- Study text:
==============================

Rabies is a viral disease that is transmitted from animals to humans. When symptoms appear, and without immediate treatment, rabies is fatal in 100% of cases. It can be avoided thanks to vaccination. In Belgium, the main threat still comes from the illegal importation of dogs from infected countries.

What is rabies?

Rabies is a viral disease transmitted by a virus from the Rhabdoviridae family.

The virus is transmitted from animals to humans (zoonosis). Infected animals transmit the virus through a bite, a scratch, a lick or contact with a wound. 

In humans as in animals, the rabies virus causes encephalitis (inflammation of the brain) which is always fatal. Death will occur 1 to 3 weeks after the first symptoms appear. 

Rabies eradicated in Belgium

The eradication of fox rabies (vulpine rabies) in Belgium was declared in 2001. No case of indigenous animal rabies had been diagnosed since 1999. 

Sciensano provides epidemiological surveillance of rabies in Belgium and takes responsibility for diagnosis and treatment following exposure. It monitors the efficacy of vaccines against rabies. The Belgian Official Medicines Control Laboratory (OMCL) of Sciensano, together with the European OMCL network, is responsible for the quality control of the rabies vaccine prior to marketing.

==============================

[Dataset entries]
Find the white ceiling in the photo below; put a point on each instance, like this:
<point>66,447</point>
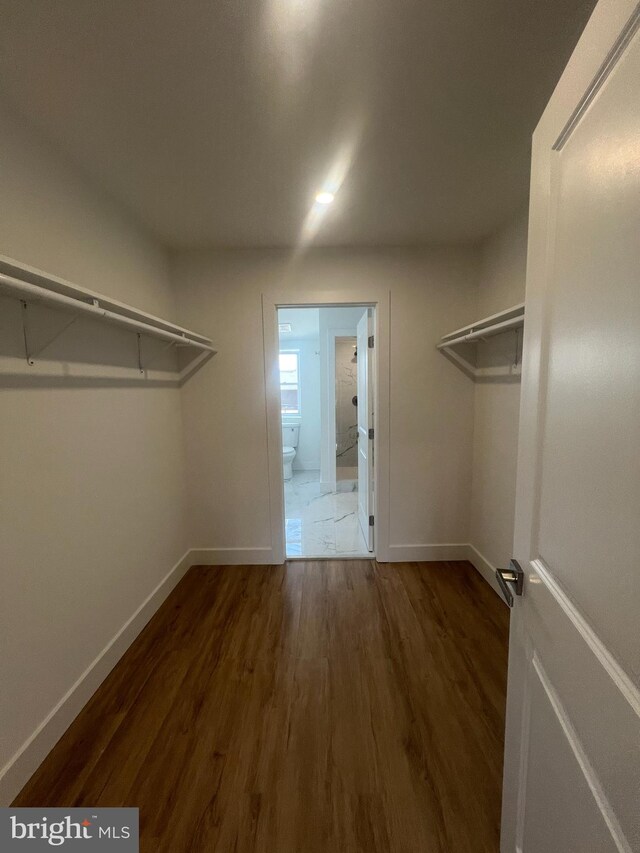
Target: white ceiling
<point>215,122</point>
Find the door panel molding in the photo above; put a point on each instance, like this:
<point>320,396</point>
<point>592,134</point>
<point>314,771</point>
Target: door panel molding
<point>572,760</point>
<point>610,665</point>
<point>589,773</point>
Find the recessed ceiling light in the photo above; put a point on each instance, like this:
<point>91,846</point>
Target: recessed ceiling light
<point>325,198</point>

==============================

- Questions to answer:
A – Quote the passage from the rabies text, starting at the words "What is rabies?" and ending after "contact with a wound.".
B – Answer these questions from the rabies text:
(i) Which virus family does the rabies virus come from?
(ii) In what year was the eradication of fox rabies in Belgium declared?
(iii) How long after the first symptoms appear does death occur?
C – List every way the rabies text says infected animals transmit the virus.

- Answers by task:
A –
What is rabies?

Rabies is a viral disease transmitted by a virus from the Rhabdoviridae family.

The virus is transmitted from animals to humans (zoonosis). Infected animals transmit the virus through a bite, a scratch, a lick or contact with a wound.

B –
(i) The Rhabdoviridae family
(ii) 2001
(iii) 1 to 3 weeks

C –
- A bite
- A scratch
- A lick
- Contact with a wound